Rewrite the lines starting at the one containing "target | banana plant" and ending at the one containing "x=828 y=348", replacing "marker" with "pin" and leaving everything else unchanged. Output only those lines.

[Start Material for this exercise]

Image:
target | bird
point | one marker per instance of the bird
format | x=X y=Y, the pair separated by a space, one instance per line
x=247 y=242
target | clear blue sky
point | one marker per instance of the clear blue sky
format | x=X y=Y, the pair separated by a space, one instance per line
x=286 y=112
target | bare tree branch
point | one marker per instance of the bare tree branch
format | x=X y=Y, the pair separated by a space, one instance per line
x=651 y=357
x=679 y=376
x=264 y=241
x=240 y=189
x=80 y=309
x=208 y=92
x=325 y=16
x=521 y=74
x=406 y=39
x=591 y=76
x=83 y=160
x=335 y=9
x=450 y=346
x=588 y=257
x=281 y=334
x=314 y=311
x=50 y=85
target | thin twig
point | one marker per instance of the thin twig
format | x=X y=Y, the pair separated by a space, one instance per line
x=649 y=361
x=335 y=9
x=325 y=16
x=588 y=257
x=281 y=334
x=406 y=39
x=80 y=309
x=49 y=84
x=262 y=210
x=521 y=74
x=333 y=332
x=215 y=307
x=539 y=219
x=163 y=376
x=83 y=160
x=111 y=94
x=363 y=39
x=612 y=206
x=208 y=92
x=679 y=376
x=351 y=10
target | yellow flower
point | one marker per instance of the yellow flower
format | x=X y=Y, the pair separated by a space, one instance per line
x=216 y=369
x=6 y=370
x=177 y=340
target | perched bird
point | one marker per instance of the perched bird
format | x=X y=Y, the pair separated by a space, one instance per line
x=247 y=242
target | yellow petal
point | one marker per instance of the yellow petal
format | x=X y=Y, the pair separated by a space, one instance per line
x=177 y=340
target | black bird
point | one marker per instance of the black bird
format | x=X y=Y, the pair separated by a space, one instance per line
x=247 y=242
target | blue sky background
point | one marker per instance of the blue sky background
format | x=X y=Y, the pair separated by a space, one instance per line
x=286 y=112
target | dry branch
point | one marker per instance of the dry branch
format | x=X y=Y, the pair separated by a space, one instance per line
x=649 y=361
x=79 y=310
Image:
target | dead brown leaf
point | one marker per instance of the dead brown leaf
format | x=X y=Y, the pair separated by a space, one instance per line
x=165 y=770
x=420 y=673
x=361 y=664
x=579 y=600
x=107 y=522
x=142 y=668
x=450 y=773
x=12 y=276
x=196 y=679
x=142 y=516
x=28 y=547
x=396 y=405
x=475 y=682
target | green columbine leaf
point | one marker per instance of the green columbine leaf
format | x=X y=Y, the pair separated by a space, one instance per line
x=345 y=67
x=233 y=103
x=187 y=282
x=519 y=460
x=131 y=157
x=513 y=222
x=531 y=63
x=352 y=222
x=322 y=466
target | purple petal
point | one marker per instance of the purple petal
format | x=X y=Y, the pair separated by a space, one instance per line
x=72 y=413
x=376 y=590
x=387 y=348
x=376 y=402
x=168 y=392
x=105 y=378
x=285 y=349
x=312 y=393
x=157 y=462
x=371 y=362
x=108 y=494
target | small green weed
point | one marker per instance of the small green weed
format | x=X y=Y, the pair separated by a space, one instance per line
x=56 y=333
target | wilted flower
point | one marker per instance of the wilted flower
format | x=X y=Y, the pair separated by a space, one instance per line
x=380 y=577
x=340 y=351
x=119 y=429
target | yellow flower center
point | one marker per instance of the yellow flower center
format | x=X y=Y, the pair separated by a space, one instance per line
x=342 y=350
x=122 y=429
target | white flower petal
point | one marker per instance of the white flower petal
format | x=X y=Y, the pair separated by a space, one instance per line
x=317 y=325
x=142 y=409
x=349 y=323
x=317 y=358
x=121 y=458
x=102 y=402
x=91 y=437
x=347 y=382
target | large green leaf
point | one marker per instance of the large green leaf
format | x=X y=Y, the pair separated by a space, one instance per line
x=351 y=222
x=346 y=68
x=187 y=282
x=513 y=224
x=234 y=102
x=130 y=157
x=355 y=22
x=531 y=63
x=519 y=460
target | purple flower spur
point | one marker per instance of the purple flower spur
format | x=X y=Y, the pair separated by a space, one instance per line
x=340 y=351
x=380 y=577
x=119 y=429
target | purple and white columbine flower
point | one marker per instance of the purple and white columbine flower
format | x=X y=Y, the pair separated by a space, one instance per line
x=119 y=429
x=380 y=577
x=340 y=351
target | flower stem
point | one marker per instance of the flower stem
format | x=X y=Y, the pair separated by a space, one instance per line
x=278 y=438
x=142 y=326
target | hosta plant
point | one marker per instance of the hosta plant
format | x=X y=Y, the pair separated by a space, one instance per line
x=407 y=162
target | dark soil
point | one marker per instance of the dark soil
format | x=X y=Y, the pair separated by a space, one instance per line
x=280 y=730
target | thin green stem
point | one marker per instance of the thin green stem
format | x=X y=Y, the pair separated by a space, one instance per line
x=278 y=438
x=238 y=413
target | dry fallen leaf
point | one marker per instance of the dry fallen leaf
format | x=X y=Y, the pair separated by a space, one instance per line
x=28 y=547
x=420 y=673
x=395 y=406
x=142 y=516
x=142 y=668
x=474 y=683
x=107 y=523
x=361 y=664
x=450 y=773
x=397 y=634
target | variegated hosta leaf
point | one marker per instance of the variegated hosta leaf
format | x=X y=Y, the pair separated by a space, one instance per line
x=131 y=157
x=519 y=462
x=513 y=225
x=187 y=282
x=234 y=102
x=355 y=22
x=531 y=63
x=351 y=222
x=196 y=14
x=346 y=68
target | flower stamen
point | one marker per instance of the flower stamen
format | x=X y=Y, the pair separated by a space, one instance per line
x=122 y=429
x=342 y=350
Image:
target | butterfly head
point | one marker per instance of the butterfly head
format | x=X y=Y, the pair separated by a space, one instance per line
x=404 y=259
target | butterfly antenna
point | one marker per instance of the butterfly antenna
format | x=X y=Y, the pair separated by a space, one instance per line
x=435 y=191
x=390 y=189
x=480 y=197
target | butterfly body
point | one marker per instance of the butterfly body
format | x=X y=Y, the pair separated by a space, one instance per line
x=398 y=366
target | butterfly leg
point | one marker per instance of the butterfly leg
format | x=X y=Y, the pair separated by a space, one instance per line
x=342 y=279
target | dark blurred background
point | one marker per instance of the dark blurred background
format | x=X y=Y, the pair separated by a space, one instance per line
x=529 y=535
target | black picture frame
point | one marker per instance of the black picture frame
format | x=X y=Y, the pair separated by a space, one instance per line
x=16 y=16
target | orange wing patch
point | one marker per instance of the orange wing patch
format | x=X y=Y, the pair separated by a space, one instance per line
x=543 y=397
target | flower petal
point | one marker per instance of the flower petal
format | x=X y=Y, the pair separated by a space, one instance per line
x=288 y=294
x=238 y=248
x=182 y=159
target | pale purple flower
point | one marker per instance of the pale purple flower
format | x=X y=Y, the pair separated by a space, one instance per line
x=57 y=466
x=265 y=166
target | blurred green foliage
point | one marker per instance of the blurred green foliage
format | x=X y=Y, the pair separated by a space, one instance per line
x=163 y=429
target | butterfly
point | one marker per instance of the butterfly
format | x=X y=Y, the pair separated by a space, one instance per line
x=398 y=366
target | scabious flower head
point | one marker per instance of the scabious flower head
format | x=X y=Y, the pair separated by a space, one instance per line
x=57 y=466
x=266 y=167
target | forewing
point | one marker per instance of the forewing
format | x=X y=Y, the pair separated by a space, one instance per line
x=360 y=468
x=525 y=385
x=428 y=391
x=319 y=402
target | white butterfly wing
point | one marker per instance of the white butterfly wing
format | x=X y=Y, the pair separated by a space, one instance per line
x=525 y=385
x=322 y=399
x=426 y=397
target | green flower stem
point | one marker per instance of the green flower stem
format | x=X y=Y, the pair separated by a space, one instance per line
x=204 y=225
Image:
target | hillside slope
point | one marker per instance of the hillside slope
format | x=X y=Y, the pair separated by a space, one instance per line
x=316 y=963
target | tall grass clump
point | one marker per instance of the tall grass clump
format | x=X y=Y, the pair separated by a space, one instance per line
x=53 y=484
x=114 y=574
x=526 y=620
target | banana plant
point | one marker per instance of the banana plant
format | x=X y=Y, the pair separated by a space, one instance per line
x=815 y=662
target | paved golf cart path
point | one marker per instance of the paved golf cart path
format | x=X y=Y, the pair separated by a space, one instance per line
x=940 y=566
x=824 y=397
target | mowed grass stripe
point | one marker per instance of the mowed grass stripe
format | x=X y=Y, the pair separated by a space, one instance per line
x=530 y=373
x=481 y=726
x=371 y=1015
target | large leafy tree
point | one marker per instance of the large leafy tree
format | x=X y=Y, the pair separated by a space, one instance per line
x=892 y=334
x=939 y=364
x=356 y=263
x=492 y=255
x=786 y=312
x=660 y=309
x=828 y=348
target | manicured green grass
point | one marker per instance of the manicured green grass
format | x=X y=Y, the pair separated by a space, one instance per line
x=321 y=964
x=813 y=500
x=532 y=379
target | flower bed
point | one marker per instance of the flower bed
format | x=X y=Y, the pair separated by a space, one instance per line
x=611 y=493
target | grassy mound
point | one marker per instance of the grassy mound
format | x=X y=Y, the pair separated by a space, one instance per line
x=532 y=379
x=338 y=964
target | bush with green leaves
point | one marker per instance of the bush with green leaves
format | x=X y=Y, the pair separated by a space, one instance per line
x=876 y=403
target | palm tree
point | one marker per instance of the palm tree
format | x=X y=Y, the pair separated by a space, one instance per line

[End Material for this exercise]

— Answer for the task —
target | banana plant
point | one pin per instance of the banana plant
format | x=X y=Y, the pair separated by a space, one instance per line
x=815 y=662
target | paved golf cart path
point | one pin per instance of the paved golf cart path
format | x=X y=Y, the pair separated by a space, one instance per line
x=940 y=566
x=824 y=397
target | mowed grass stripe
point | one pin per instance of the mowed grass stripe
format | x=X y=Y, the pair separated by a space, one instance per line
x=530 y=373
x=481 y=726
x=371 y=1015
target | large leafy tree
point | one pin per instance of the large leafy tree
format | x=X y=Y, the pair separated by a space, one instance per line
x=892 y=334
x=939 y=364
x=356 y=263
x=492 y=255
x=786 y=312
x=660 y=309
x=828 y=348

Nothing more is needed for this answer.